PROBLEM DESCRIPTION
Can you give the material below again with "fire engine" substituted for every "fire truck" and nothing else changed?

SUPPLIED DATA
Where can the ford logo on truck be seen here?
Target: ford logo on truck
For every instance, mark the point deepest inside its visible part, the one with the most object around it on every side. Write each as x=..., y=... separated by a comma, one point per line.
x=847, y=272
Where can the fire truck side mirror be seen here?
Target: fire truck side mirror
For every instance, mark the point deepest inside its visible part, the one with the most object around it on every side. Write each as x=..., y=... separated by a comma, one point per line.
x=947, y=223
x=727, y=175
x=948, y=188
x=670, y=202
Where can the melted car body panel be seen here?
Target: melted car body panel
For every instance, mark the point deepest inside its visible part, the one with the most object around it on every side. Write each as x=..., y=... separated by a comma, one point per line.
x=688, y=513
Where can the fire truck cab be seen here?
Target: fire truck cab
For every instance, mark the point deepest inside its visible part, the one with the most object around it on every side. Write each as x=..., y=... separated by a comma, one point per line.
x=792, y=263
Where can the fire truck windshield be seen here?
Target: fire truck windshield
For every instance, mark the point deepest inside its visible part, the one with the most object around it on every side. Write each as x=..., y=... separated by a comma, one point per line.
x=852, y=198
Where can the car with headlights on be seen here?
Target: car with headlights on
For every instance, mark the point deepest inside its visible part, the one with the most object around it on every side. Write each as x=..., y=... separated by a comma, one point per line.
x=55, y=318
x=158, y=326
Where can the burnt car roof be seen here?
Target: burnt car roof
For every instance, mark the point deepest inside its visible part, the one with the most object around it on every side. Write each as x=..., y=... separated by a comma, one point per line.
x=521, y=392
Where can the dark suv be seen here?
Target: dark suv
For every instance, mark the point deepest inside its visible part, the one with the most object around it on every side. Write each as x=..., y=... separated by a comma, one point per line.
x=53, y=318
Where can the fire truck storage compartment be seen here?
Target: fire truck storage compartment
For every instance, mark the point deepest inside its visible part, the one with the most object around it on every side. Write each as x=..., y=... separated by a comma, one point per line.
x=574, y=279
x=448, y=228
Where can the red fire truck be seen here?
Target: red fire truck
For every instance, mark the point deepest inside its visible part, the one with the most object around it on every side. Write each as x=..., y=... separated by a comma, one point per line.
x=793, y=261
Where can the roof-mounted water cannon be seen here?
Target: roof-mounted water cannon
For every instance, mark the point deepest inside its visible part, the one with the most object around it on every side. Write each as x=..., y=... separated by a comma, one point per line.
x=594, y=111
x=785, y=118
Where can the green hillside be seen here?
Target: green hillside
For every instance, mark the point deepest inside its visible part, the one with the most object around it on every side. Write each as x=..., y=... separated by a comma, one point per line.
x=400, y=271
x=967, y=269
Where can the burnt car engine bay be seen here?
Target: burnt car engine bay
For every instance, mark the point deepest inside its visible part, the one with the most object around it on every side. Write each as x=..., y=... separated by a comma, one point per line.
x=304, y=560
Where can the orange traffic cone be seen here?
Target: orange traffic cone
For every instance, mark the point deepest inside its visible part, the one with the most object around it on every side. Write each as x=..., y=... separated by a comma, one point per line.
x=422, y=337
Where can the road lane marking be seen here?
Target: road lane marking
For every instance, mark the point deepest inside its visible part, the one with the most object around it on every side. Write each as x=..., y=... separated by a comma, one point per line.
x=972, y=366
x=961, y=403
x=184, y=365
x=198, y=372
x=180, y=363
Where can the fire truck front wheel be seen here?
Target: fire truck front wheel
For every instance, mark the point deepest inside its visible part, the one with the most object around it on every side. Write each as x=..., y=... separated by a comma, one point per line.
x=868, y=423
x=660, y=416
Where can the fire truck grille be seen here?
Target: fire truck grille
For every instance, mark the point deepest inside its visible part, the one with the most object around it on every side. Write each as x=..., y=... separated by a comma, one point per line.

THE COMPLETED TASK
Where can the ford logo on truck be seen here?
Target: ford logo on truck
For every instance, mark the point deepest inside its visible part, the one with the most object around it on every side. Write each as x=..., y=... separated by a comma, one point per line.
x=847, y=272
Where can the fire engine side mirror be seen here?
Target: fire engine side mirror
For every instance, mark the point deepest inside its visible part, the one with the most object around it on every side. Write each as x=..., y=... separated by a comma, one point per line.
x=947, y=223
x=727, y=175
x=948, y=188
x=670, y=202
Where can the melted car body panel be seen here?
Target: melted car body panel
For every instance, mark the point deepest inside its visible part, the one with the most object around it on every side. Write each as x=..., y=... separated by a comma, one point per line.
x=688, y=513
Where can the fire engine cab be seen here?
Target: fire engine cab
For every instance, mark the point deepest inside its visible part, the one with the most object around it on every side. Write each as x=..., y=... separated by a comma, one point per line.
x=792, y=263
Where can the fire engine windshield be seen here?
Target: fire engine windshield
For every instance, mark the point deepest inside its visible part, the one with the most object around it on every side. Write each as x=..., y=... separated by a comma, one point per line.
x=852, y=198
Where can the car with headlights on be seen here?
Target: car with headlights on
For every instance, mark the point deepest inside its visible part, the one with the most object around it on every side. Write each as x=..., y=... separated by a comma, one point per line.
x=55, y=318
x=158, y=326
Where can the burnt car roof be seen here?
Target: burnt car roof
For every instance, mark the point deepest inside its visible part, the one with the most object around it on every side. Write each as x=..., y=... separated by a comma, one point per line.
x=521, y=392
Where can the dark suv be seen here?
Target: dark suv
For every instance, mark the point deepest inside its visible part, the one with the most object around it on every side. Write each as x=..., y=... separated by a comma, one point per line.
x=53, y=318
Where can the fire engine storage compartment be seen here?
Target: fire engine storage compartment
For every instance, mark the point deepest inside its visible part, the one with the most object around it on every side. Write each as x=..., y=... separated by a comma, one point per line.
x=574, y=279
x=448, y=228
Where can the red fire engine be seen here?
Target: red fire engine
For every instance, mark the point deepest inside its visible part, the one with the most object around it on every side. Write each as x=..., y=... separated by a comma, one point per line.
x=793, y=261
Where can the roof-mounted water cannon be seen here?
Target: roof-mounted water cannon
For every instance, mark the point deepest inside its visible part, the one with the most object around it on every side. Write each as x=..., y=... separated by a comma, one point per line.
x=594, y=111
x=785, y=118
Where can the green hillside be seen here?
Target: green hillside
For every instance, mark the point deepest inside its visible part, the one with the most object around it on every side. Write each as x=..., y=... separated by a comma, one point per line.
x=400, y=271
x=967, y=269
Where can the burnt car engine bay be seen here?
Target: burnt car engine bay
For every instance, mark the point deepest inside its visible part, the one with the most object around it on every side. Write each as x=..., y=... separated by a comma, one point per line.
x=304, y=560
Where can the orange traffic cone be seen here?
Target: orange traffic cone
For every instance, mark the point deepest inside its visible part, the one with the most object around it on every side. Write each as x=..., y=... separated by a comma, one point per line.
x=422, y=337
Where can the road lane marking be seen here?
Target: road lane marking
For every instance, mark the point deepest inside its visible part, the one with the most object around it on every side. Write each as x=..., y=... separated by a comma, one point per line.
x=972, y=366
x=961, y=403
x=184, y=365
x=198, y=372
x=180, y=363
Where can the fire engine front wheel be seen here?
Target: fire engine front wheel
For every instance, mark the point deepest inside its visible part, the one with the most object around it on every side. Write each as x=..., y=... separated by a comma, one point per line.
x=868, y=423
x=660, y=416
Where can the fire engine grille be seen here?
Target: fire engine grille
For every instance, mark the point deepest inside its visible part, the one with the most object around it on every side. Write each as x=..., y=... separated by a comma, one point per line.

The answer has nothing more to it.